**Exercise details:**
Starting at the first of the rows and stopping after the line containing "M 1151 465 L", copy the lines with "shrub" swapped for "bush" and nothing else altered. Omit the pictures from your copy.

[Named region outline rows]
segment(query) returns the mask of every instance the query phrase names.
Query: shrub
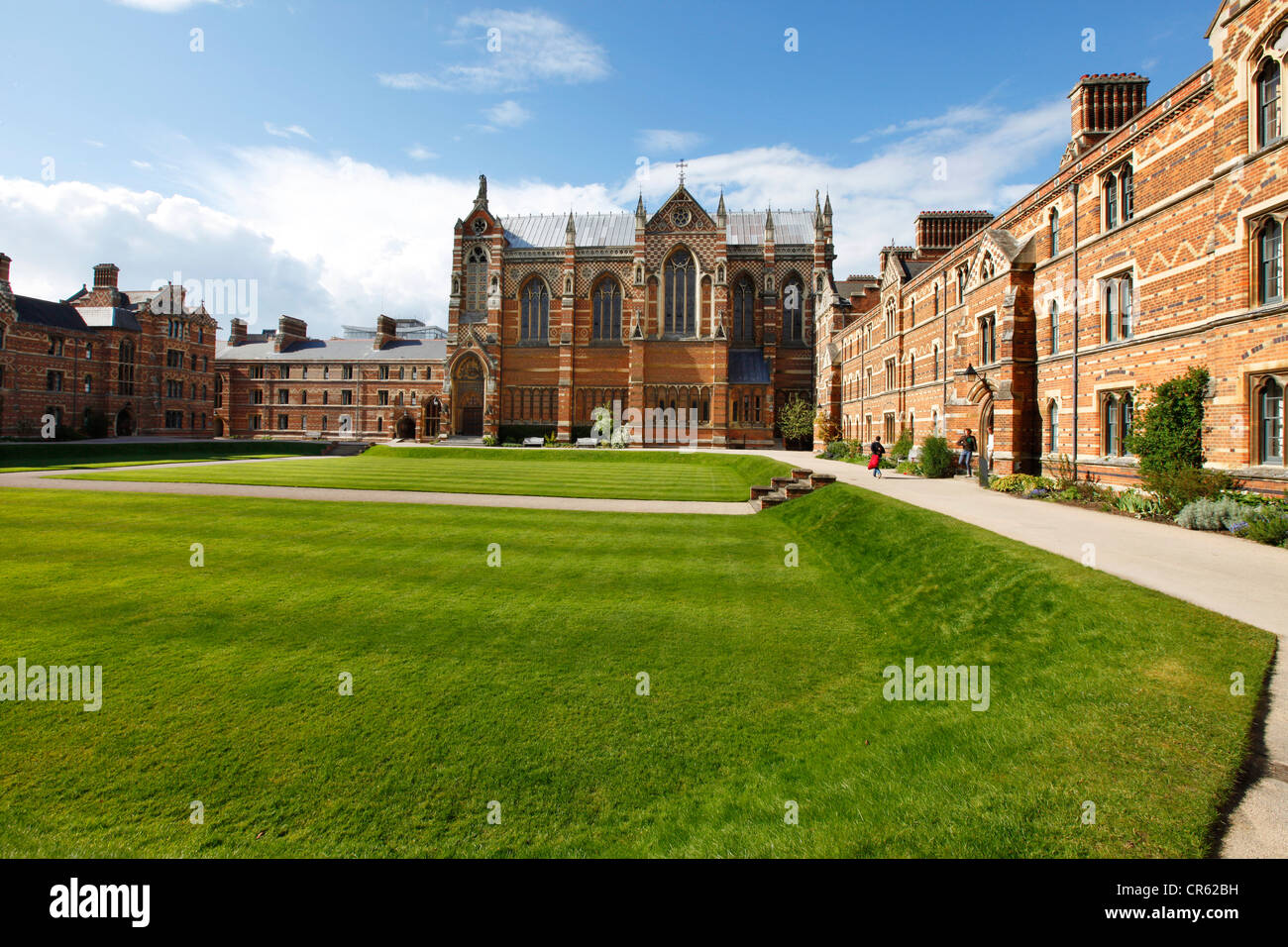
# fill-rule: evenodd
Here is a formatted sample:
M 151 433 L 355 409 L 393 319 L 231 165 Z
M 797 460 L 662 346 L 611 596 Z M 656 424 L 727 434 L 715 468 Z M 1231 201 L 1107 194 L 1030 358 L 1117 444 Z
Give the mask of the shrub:
M 1151 465 L 1148 469 L 1142 466 L 1140 482 L 1170 517 L 1195 500 L 1212 500 L 1239 488 L 1239 483 L 1224 470 L 1176 464 Z
M 1028 493 L 1032 490 L 1051 490 L 1055 482 L 1048 477 L 1034 477 L 1033 474 L 1006 474 L 998 477 L 989 484 L 989 490 L 999 493 Z
M 1176 514 L 1176 524 L 1186 530 L 1229 530 L 1236 522 L 1247 522 L 1248 509 L 1238 500 L 1222 496 L 1217 500 L 1199 499 L 1188 502 Z
M 948 447 L 948 439 L 930 435 L 921 442 L 921 473 L 925 477 L 952 477 L 957 472 L 957 457 Z
M 1247 526 L 1238 535 L 1270 546 L 1283 546 L 1288 544 L 1288 513 L 1271 506 L 1253 510 L 1247 514 Z
M 1160 468 L 1203 466 L 1203 398 L 1208 371 L 1202 366 L 1146 387 L 1127 435 L 1127 450 L 1140 459 L 1144 473 Z
M 1151 517 L 1162 513 L 1162 506 L 1158 500 L 1148 493 L 1141 493 L 1139 490 L 1124 490 L 1118 495 L 1114 505 L 1123 513 L 1131 513 L 1137 519 L 1140 517 Z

**Output for this exercise:**
segment(query) returns the mask of every instance the query phrase names.
Query: bush
# fill-rule: evenodd
Here is a formatted sample:
M 151 433 L 355 409 L 393 319 L 231 165 Z
M 797 460 L 662 346 L 611 596 Z M 656 424 L 727 434 L 715 468 Z M 1231 201 L 1107 194 L 1030 358 L 1117 444 Z
Give the mask of the bush:
M 1151 465 L 1148 469 L 1142 466 L 1140 482 L 1170 517 L 1195 500 L 1212 500 L 1239 488 L 1239 483 L 1224 470 L 1176 464 Z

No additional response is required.